◆ Trabajo a realizar
(a) Pasa a una lista breve el párrafo del fragmento sobre la IA que empieza con «También Rafael Amo Usanos», sin perder sus datos principales.
(b) Cita del fragmento sobre la IA la parte que abre con las palabras que incluyen «También Rafael Amo» y cierra con «la gestión hospitalaria.».

Pero esto tiene unos costes, entre los que él destacó la pérdida de privacidad. Las grandes compañías tienen recursos para ofrecer servicios gratuitos al público –lo que tiene otro coste en materia de competencia–, y esto lleva a que acumulen informaciones personales… “con la complicidad de los usuarios”, porque “compartimos demasiados datos”. Gil llegó a decir que “no seremos libres mientas los datos sean mercancía”; por eso, para él, “la protección de los datos personales debe ser puesta al nivel de los derechos humanos”.
También Rafael Amo Usanos, director de la Cátedra de Bioética en la Universidad Pontificia de Comillas, comenzó mostrando el lado luminoso de la IA. Ofreció un largo elenco de beneficios que reporta en la atención sanitaria. En el diagnóstico, gracias al análisis de imágenes y de datos clínicos, por ejemplo. En los tratamientos, porque predice la eficacia de los fármacos, incluso de forma personalizada, a partir del perfil genómico. En la prevención, por los análisis de datos epidemiológicos, la detección de epidemias reuniendo informaciones directas e indirectas, la vigilancia de la salud por medio de los aparatos llamados wearables. En la investigación biomédica acelera el descubrimiento de moléculas con potencial terapéutico. Y es una gran ayuda en la gestión hospitalaria.

◆ Entradas
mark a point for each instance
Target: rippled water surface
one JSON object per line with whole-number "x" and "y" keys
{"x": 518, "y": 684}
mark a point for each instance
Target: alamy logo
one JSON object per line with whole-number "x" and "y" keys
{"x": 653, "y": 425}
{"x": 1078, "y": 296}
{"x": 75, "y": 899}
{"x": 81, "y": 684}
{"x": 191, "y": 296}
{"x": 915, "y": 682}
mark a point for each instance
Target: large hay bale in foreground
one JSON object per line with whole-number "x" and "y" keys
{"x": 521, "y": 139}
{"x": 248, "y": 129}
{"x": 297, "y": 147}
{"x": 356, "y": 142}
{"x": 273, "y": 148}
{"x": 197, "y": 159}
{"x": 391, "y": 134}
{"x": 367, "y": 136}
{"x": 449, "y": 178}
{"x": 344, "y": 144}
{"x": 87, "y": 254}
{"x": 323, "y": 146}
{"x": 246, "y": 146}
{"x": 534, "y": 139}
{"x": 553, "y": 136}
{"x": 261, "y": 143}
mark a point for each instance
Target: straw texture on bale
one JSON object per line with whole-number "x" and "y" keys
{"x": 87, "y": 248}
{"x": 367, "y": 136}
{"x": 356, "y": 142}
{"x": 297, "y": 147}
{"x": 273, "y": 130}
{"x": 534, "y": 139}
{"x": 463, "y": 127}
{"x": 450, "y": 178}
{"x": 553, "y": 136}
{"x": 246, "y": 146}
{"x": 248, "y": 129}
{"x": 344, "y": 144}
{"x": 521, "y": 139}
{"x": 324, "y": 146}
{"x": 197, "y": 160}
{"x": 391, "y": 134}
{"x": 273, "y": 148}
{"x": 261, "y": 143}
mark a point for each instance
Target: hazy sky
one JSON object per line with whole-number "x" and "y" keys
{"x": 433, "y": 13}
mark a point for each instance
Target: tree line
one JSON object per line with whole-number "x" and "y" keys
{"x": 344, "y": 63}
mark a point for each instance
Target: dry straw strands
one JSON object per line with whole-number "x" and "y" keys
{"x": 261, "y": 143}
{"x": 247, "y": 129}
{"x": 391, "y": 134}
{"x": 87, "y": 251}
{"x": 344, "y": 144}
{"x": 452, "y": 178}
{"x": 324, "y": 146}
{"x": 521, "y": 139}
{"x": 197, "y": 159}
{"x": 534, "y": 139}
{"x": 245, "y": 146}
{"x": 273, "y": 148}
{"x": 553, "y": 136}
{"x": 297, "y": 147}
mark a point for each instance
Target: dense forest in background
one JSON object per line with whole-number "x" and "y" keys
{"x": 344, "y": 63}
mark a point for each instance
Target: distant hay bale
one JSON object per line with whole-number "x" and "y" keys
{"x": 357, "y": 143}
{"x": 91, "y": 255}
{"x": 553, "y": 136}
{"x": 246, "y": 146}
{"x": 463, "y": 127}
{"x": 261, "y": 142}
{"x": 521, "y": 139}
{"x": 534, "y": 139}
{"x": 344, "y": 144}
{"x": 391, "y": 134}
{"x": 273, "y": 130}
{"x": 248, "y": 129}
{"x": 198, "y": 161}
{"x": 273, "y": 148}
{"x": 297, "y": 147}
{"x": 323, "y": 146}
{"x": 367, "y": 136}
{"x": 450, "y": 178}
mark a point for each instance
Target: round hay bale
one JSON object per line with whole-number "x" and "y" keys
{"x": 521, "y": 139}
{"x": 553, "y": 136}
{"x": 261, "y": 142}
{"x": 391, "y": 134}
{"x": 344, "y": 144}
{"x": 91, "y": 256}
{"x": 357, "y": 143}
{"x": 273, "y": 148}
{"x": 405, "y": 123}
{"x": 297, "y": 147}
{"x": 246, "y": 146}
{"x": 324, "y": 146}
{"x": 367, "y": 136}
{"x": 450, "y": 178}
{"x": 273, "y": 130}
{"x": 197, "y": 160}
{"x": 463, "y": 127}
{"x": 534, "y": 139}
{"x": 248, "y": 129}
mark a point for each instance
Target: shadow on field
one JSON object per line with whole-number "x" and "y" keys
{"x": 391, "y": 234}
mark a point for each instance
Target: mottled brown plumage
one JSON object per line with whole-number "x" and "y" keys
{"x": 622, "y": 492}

---

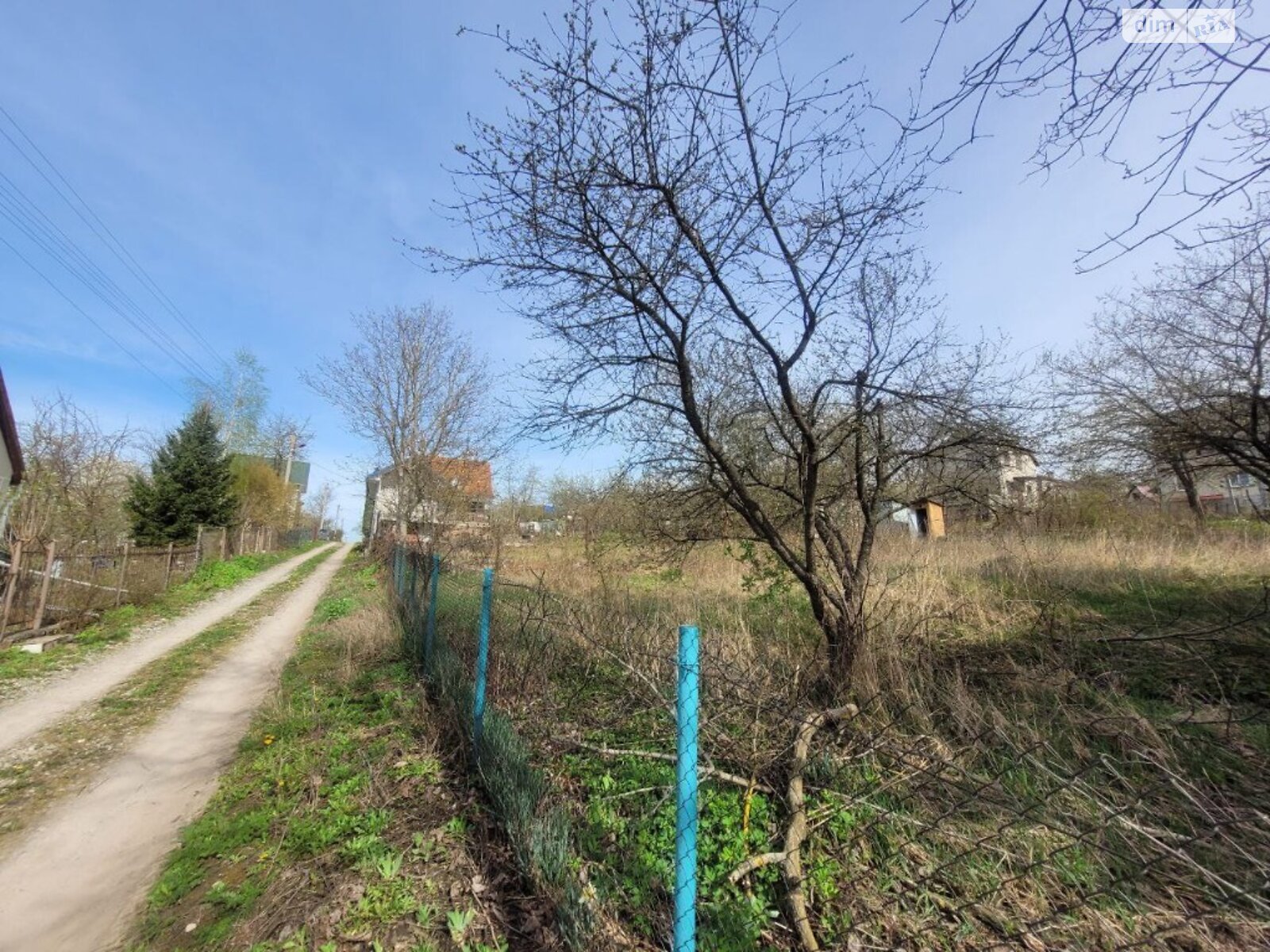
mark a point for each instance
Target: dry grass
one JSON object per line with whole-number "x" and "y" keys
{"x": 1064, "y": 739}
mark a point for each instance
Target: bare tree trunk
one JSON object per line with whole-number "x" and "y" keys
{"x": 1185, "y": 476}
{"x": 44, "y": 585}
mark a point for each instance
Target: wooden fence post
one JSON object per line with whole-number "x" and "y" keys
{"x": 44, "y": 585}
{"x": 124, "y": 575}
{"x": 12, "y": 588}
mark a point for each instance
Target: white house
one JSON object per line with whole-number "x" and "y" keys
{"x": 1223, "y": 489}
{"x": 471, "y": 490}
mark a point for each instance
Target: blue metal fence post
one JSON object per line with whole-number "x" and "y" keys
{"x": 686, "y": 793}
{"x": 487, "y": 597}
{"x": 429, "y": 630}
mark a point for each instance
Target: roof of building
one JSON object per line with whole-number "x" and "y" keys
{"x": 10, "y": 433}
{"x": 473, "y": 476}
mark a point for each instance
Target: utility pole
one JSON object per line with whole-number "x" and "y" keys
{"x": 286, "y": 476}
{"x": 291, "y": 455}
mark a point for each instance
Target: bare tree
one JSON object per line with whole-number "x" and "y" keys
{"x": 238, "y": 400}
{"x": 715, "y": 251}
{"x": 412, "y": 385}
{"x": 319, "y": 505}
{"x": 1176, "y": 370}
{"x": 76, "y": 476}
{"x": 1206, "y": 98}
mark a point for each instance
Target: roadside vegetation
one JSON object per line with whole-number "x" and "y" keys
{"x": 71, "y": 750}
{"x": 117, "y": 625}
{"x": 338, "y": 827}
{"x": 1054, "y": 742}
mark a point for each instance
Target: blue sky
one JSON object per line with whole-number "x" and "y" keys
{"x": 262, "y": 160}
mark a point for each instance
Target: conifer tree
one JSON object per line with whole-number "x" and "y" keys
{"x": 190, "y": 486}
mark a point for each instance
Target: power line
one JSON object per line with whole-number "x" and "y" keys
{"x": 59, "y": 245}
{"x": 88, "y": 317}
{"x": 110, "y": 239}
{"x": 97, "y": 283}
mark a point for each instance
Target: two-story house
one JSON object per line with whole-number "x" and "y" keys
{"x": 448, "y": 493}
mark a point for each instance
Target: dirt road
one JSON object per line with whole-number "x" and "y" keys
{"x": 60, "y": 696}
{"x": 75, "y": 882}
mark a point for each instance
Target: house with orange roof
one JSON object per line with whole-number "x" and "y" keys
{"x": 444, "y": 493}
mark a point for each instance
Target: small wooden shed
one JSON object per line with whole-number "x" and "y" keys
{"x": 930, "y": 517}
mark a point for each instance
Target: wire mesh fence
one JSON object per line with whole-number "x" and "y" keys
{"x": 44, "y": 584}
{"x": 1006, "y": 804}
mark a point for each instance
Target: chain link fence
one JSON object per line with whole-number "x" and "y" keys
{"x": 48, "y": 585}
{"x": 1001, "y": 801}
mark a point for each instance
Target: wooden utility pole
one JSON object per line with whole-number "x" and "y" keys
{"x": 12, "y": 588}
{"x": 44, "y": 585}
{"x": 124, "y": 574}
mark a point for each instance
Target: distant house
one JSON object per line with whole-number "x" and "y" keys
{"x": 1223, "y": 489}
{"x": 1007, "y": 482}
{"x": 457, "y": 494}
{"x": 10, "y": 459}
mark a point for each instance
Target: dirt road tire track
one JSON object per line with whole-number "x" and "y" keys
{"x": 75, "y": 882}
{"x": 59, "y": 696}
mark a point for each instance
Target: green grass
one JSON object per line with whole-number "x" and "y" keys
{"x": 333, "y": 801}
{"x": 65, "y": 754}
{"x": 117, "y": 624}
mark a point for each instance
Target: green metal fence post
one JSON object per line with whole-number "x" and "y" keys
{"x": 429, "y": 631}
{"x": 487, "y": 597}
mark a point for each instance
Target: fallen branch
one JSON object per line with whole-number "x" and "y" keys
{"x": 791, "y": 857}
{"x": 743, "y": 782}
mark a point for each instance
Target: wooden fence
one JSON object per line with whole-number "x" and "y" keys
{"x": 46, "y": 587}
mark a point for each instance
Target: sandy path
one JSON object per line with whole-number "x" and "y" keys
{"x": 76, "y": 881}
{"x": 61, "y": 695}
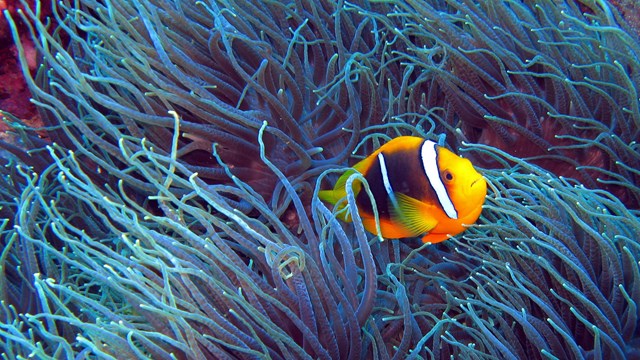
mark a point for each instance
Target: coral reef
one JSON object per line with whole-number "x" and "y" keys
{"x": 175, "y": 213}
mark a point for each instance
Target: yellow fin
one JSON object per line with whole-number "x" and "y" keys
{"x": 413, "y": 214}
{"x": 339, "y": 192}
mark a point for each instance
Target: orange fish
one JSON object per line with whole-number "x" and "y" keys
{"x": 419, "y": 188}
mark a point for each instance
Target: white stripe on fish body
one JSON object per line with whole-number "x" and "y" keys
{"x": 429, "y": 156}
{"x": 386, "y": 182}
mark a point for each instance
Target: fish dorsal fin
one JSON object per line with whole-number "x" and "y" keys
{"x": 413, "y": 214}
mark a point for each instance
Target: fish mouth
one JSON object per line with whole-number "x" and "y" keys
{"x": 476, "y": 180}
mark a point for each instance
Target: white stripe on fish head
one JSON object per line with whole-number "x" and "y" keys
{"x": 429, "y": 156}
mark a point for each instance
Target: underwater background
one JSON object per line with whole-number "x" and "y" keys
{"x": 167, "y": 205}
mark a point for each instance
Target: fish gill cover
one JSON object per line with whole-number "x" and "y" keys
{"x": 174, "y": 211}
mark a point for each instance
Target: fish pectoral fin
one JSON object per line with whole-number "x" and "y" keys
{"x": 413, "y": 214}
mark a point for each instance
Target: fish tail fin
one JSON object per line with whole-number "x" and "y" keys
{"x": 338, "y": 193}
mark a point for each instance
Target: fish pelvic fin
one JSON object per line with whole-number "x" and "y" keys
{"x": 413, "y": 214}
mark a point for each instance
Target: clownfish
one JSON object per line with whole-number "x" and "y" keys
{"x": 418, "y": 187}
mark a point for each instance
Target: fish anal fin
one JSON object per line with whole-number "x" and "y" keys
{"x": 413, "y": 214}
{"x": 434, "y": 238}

◆ Respuestas
(a)
Rafael Amo Usanos, director de la Cátedra de Bioética en la Universidad Pontificia de Comillas, enumeró beneficios de la IA en la atención sanitaria:
- Diagnóstico: análisis de imágenes y de datos clínicos.
- Tratamientos: predice la eficacia de los fármacos, incluso de forma personalizada según el perfil genómico.
- Prevención: análisis de datos epidemiológicos, detección de epidemias con informaciones directas e indirectas y vigilancia de la salud con wearables.
- Investigación biomédica: acelera el descubrimiento de moléculas con potencial terapéutico.
- Gestión hospitalaria: es una gran ayuda.

(b)
También Rafael Amo Usanos, director de la Cátedra de Bioética en la Universidad Pontificia de Comillas, comenzó mostrando el lado luminoso de la IA. Ofreció un largo elenco de beneficios que reporta en la atención sanitaria. En el diagnóstico, gracias al análisis de imágenes y de datos clínicos, por ejemplo. En los tratamientos, porque predice la eficacia de los fármacos, incluso de forma personalizada, a partir del perfil genómico. En la prevención, por los análisis de datos epidemiológicos, la detección de epidemias reuniendo informaciones directas e indirectas, la vigilancia de la salud por medio de los aparatos llamados wearables. En la investigación biomédica acelera el descubrimiento de moléculas con potencial terapéutico. Y es una gran ayuda en la gestión hospitalaria.